[Required work]: Write out the passage below on translational research word for word, starting at "The nation’s biomedical" and ending at "tried in patients.".

[Exercise passage]:
= = = =

There are generally two paths that biomedical research can follow: basic (which is usually publically funded) and applied (which is usually privately funded). The problem is that discoveries produced by the former can take an astoundingly long time to evolved into the medicines and therapies produced by the latter. The Fox Foundation wants to improve upon that system by focusing on “translational” research—“meaning the applied biology research it paid for was intended to eventually translate into a treatment or a drug.”

That’s no easy task. As Nocera notes up high in his piece, “Collectively, [such foundations] spend hundreds of millions of dollars each year. And yet — and here is the rub — the diseases they are trying to cure remain stubbornly uncured.” That frustrating reality comes through just as forcefully in an article by Sharon Begley in the current issue of Newsweek, headlined “Where Are the Cures?” Her piece mentions Fox, as well as number of other foundations, but focuses on the systemic problems that inhibit research:

The nation’s biomedical funding and training system are set up to do one thing, and they do it superlatively: make discoveries. That is what scientists dream of, that is what gets them published in leading journals (the coin of the realm in academia) and that is what gets them grants from the National Institutes of Health. Here’s what doesn’t get them any of those: the grunt work that [Hans] Keirstead did to turn his spinal-cord breakthrough [injecting stem cells into rats with severed spines in order to cure paralysis] into something that can be tried in patients.

These barriers to “translational” research (studies that move basic discoveries from bench to bedside) have become so daunting that scientists have a phrase for the chasm between a basic scientific discovery and a new treatment. “It’s called the valley of death,” says Greg Simon, president of FasterCures, a center set up by the (Michael) Milken Institute in 2003 to achieve what its name says. The valley of death is why many promising discoveries—genes linked to cancer and Parkinson’s disease; biochemical pathways that ravage neurons in Lou Gehrig’s disease—never move forward.

= = = =

[Record extracts]:
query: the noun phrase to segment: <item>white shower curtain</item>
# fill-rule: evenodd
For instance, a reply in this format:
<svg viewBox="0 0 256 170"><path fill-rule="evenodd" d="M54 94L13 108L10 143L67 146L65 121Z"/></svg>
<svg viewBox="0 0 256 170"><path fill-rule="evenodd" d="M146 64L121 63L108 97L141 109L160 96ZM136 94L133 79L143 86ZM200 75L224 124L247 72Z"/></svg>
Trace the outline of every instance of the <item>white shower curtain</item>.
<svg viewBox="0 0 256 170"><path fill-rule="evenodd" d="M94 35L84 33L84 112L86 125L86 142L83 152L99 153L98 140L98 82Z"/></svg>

= = = =

[Answer to this task]:
The nation’s biomedical funding and training system are set up to do one thing, and they do it superlatively: make discoveries. That is what scientists dream of, that is what gets them published in leading journals (the coin of the realm in academia) and that is what gets them grants from the National Institutes of Health. Here’s what doesn’t get them any of those: the grunt work that [Hans] Keirstead did to turn his spinal-cord breakthrough [injecting stem cells into rats with severed spines in order to cure paralysis] into something that can be tried in patients.